> **READING TEXT**:

# Fighting/Arguing in public



## gbrad (Jul 20, 2010)

Where do you stand on arguments when around other people? Personally I don't like to ever start an argument if there are other people around, especially when with other parts of the family. Well I don't like having those types of arguments, they have happened many times around family because my wife does not seem to have the same feeling. I would rather everything look like it is okay and then handle it privately.


----------



## Kurosity (Dec 22, 2011)

I use to fight with my H wherever we were. I did not care if we were in a grocery store or any public place. I would let my feelings out right then and there. He hated it. It took me a long time to realize that just because I feel something does not mean it needs to be handle right then and there. It can wait until we are in more privet of a setting and no that does not mean the second we get in the car.
What helps with the waiting part is that I actually have to evaluate whether or not if it is even worth speaking about. 
My H always said it was embarrassing to have these arguments in public and I use to answer with a "Who cares what they think" or "well then you should stop being an ars in public then". Truth was it was always me who started it.
I still do not care what others think but I do care what my husband thinks and feels so I no longer jump on the emotional bus and start arguing. If I disagree with something I will say so and then later we talk about it.


----------



## Holland (Aug 20, 2012)

I am not a fighter and would not do it in public. I simply hate it when I see other people do it.

A passionate discussion, yes that is good but fighting I cannot deal with.

I get that it shouldn't matter what other people think and generally I don't care what others think of me but there is just something so uncomfortable about arguing or fighting in public, it seems degrading to me.


----------



## Dollystanford (Mar 14, 2012)

never never never


----------



## EleGirl (Dec 3, 2011)

Never, ever. Other people do not want to be dragged into the drama.


----------



## Bellavista (May 29, 2012)

I do avoid fighting in public. As much as possible, we avoid arguing directly in front of the kids as well.
It makes me very uncomfortable when I am with another couple & they start a barney.


----------



## SimplyAmorous (Nov 25, 2009)

Yes... you just want to go crawl under the nearest rock when tempers Flare -fights started in your presence...very uncomfortable... this is reason alone... to never do it in front of others.

Like Holland said though... a passionate discussion..is Ok.. 

I am pretty forward with my close friends, if me & husband was at some sort of odds (rare thankfully -as we work things out quickly) ...it wouldn't be beyond me to mention that we're a little ticked at each other in the moment .....so if they notice a bit of tension, that's the deal. Though I can't even recall ever having to say something like that, or having friends over -when we were fighting.

> **USING THE INFORMATION**:
a – In the forum thread on arguing in public, what does Kurosity say helps with waiting to discuss a disagreement?
b – Transcribe the passage of the forum thread on arguing in public starting at "What helps with" and ending at "people do it.".

> **RECORDED INFORMATION**:
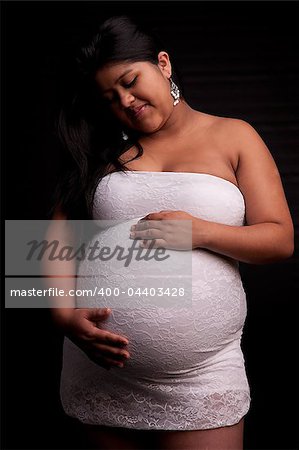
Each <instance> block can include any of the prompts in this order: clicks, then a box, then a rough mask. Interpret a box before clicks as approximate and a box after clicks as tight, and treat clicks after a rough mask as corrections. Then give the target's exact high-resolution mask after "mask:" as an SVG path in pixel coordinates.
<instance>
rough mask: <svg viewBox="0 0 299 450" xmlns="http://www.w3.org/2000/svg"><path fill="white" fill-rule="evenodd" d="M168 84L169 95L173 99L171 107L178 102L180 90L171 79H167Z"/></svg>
mask: <svg viewBox="0 0 299 450" xmlns="http://www.w3.org/2000/svg"><path fill="white" fill-rule="evenodd" d="M169 82H170V93H171V95H172V97H173V98H174V102H173V106H175V105H177V104H178V103H179V101H180V90H179V88H178V86H177V85H176V84H175V82H174V81H173V79H172V78H171V77H170V78H169Z"/></svg>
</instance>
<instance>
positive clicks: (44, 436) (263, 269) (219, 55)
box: [1, 1, 299, 449]
mask: <svg viewBox="0 0 299 450" xmlns="http://www.w3.org/2000/svg"><path fill="white" fill-rule="evenodd" d="M1 7H2V67H3V69H2V179H4V183H3V191H2V192H3V193H4V195H3V203H2V205H3V207H4V208H3V209H4V211H5V218H6V219H45V218H47V217H48V211H49V207H50V198H51V193H52V190H53V188H54V185H55V176H56V174H57V168H58V166H59V146H58V145H57V142H56V139H55V137H54V134H53V118H54V117H55V112H56V108H57V104H58V102H59V98H60V97H59V95H60V85H59V80H60V77H61V66H62V65H63V64H62V63H63V60H64V55H66V54H68V52H69V51H71V50H72V48H73V47H74V45H76V43H77V42H80V40H81V38H82V37H83V36H84V35H85V33H86V32H88V30H90V28H91V27H94V26H95V25H96V23H98V22H100V21H101V20H102V19H104V18H105V17H107V16H109V15H110V14H119V13H129V14H132V15H135V16H136V17H137V18H141V19H142V20H144V21H145V22H146V23H149V24H150V25H151V26H155V27H156V28H157V30H158V31H159V34H160V35H161V37H162V38H163V39H164V40H165V41H166V43H169V44H170V46H171V49H172V50H173V52H174V55H175V56H176V60H177V64H178V67H179V68H180V71H181V73H182V76H183V80H184V83H185V91H186V92H185V96H186V98H187V100H188V102H189V103H190V105H191V106H193V107H194V108H196V109H199V110H201V111H203V112H207V113H210V114H216V115H220V116H227V117H237V118H241V119H244V120H246V121H248V122H249V123H251V125H253V126H254V127H255V128H256V130H257V131H258V132H259V133H260V135H261V136H262V138H263V139H264V141H265V142H266V144H267V145H268V147H269V149H270V151H271V153H272V155H273V157H274V159H275V161H276V163H277V165H278V168H279V171H280V173H281V177H282V181H283V185H284V188H285V192H286V196H287V200H288V203H289V207H290V210H291V214H292V217H293V220H294V224H295V227H296V230H298V217H299V214H298V205H299V202H298V195H297V194H298V192H299V189H298V188H299V174H298V143H299V138H298V129H299V121H298V119H299V113H298V112H299V111H298V81H299V80H298V54H299V52H298V44H297V39H298V31H297V30H298V28H299V27H298V3H297V2H283V1H281V2H226V1H222V2H195V1H194V2H158V1H152V2H126V1H123V2H109V3H108V2H100V1H98V2H74V1H69V2H58V1H57V2H55V1H54V2H27V1H24V2H2V3H1ZM296 236H297V234H296ZM296 242H297V241H296ZM296 268H297V252H295V254H294V256H293V257H292V258H290V259H288V260H286V261H282V262H280V263H275V264H269V265H262V266H255V265H246V264H241V273H242V277H243V282H244V286H245V289H246V292H247V300H248V317H247V321H246V325H245V329H244V335H243V351H244V355H245V360H246V368H247V374H248V378H249V383H250V386H251V395H252V404H251V409H250V412H249V413H248V415H247V417H246V425H245V448H246V449H294V448H297V445H298V442H296V437H297V433H296V426H297V422H298V414H297V405H298V395H297V394H298V381H297V379H298V371H297V356H298V346H297V332H296V328H297V326H298V322H297V303H296V293H297V297H298V289H297V281H298V275H297V270H296ZM297 301H298V300H297ZM2 304H3V302H2ZM2 344H3V345H2V419H3V422H2V438H3V446H4V447H5V448H9V449H12V448H20V449H21V448H24V449H25V448H26V449H29V448H41V449H42V448H55V449H58V448H84V447H82V445H83V444H82V442H81V436H80V430H79V428H78V426H77V425H76V426H75V425H74V423H73V422H72V420H71V419H69V418H67V417H66V416H65V415H64V413H63V411H62V409H61V406H60V402H59V374H60V367H61V336H60V335H59V334H58V333H57V332H55V331H54V329H53V326H52V323H51V321H50V318H49V313H48V311H46V310H26V309H24V310H12V309H6V310H4V308H3V309H2Z"/></svg>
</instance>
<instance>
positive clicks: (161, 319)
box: [77, 249, 246, 377]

> **TASK SOLUTIONS**:
a – Having to evaluate whether it is even worth speaking about.

b –
What helps with the waiting part is that I actually have to evaluate whether or not if it is even worth speaking about. 
My H always said it was embarrassing to have these arguments in public and I use to answer with a "Who cares what they think" or "well then you should stop being an ars in public then". Truth was it was always me who started it.
I still do not care what others think but I do care what my husband thinks and feels so I no longer jump on the emotional bus and start arguing. If I disagree with something I will say so and then later we talk about it.


----------



## Holland (Aug 20, 2012)

I am not a fighter and would not do it in public. I simply hate it when I see other people do it.